■ CONSIGNE 1 ■
Résume en deux phrases l'extrait ci-dessous sur le climat social chez LVMH.

■ EXTRAIT DU TEXTE ■
════

Un argument peu recevable pour les salariés de la filière. « On a fait 58 milliards chez LVMH, contre 60 l’an dernier. Chez Moët 300 millions, contre 400 l’an dernier. On compte quand même en milliards et en millions ! », souligne Jordan. « LVMH fait un chiffre d’affaires colossal. On est dans le luxe, il y a des dividendes et des marges très acceptables, à faire rêver bien d’autres secteurs », abonde Philippe Cothenet.
Pour rappel, le climat social est déjà compliqué chez LVMH. Le 30 avril, veille de la fête des travailleurs et travailleuses, Moët Hennessy a en effet annoncé la suppression de 12 % des effectifs. Soit 1 200 postes. Une annonce choc, intervenue au détour d’une simple vidéo de communication interne aux salariés. « Plus de 400 sont sortis aujourd’hui sur ces 1200 », indique Philippe Cothenet.
Les NAO -négociations annuelles obligatoires-, ouvertes le 28 janvier à Reims pour toutes les maisons de champagne, avaient engendré des conflits. L’intersyndicale CGT, CFDT et FO ayant refusé la proposition faite par l’employeur d’augmenter d’à peine 1,1%, les négociations avaient été renvoyées aux différents groupes maisons. Au sein du groupe LVMH, une grève avait déjà eu lieu chez Moët & Chandon le 8 avril, avant d’aboutir à un accord sur une hausse à 1,7 %. Chez Canard-Duchêne (groupe Thiénot) et chez Vranken Pommery (groupe Vranken Monopole), les salariés s’étaient mobilisés en avril, notamment, déjà, au sujet de leur prime d’intéressement.

════

■ DONNÉES À TRAITER ■
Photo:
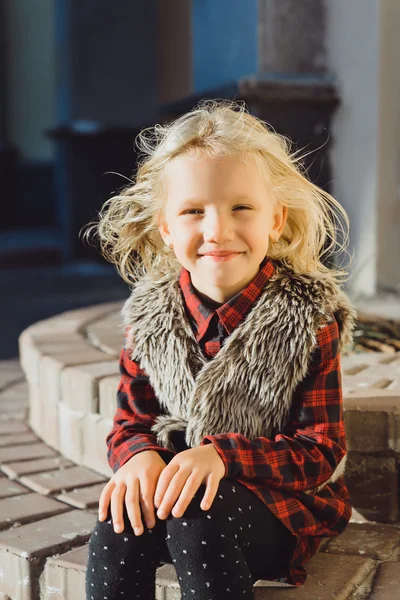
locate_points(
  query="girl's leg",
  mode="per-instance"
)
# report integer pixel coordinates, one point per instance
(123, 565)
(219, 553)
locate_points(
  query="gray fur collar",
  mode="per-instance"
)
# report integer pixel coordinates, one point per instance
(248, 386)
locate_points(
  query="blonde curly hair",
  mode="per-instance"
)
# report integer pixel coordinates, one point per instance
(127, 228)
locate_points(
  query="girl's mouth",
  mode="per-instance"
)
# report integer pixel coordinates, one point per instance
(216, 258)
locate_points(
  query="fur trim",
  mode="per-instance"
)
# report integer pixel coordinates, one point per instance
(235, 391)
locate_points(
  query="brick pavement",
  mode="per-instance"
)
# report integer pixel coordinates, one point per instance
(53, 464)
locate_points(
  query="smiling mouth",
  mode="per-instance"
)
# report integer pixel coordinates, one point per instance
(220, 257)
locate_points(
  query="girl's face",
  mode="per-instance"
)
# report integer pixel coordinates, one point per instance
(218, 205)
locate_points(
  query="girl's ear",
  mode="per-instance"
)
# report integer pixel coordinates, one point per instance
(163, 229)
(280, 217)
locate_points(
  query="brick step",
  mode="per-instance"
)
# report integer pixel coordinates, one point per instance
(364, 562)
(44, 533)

════

■ CONSIGNE 2 ■
Filtre les lignes pour ne garder que celles qui contiennent le mot « girl », puis recopie-les. Les majuscules et les minuscules comptent.

■ RÉPONSE RÉDIGÉE 1 ■
Des salariés de la filière trouvent l'argument peu recevable, car LVMH et Moët comptent encore leurs résultats en milliards et en millions, alors que Moët Hennessy a annoncé le 30 avril la suppression de 12 % des effectifs, soit 1 200 postes. Les négociations annuelles obligatoires ouvertes le 28 janvier à Reims ont provoqué des conflits après le refus par l'intersyndicale d'une hausse de 1,1 %, et une grève chez Moët & Chandon le 8 avril a débouché sur un accord à 1,7 %.

■ RÉPONSE RÉDIGÉE 2 ■
  query="girl's leg",
  query="girl's mouth",
  query="girl's face",
  query="girl's ear",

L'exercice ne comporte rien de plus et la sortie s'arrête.